* Required task
Please output the material below word for word, leaving out the pictures.

*** Provided entries

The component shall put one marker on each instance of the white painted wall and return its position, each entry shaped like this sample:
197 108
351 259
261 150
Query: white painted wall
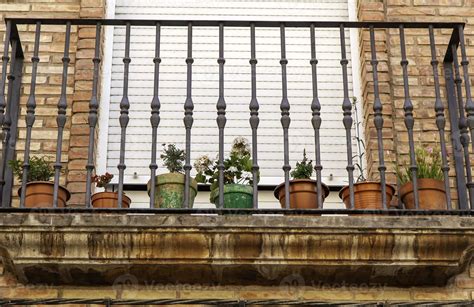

******

* Finished exercise
The component shall put one marker on each instance of the white painted wall and return its position, each entry shaped like this sample:
197 108
351 259
261 150
Query: white painted wall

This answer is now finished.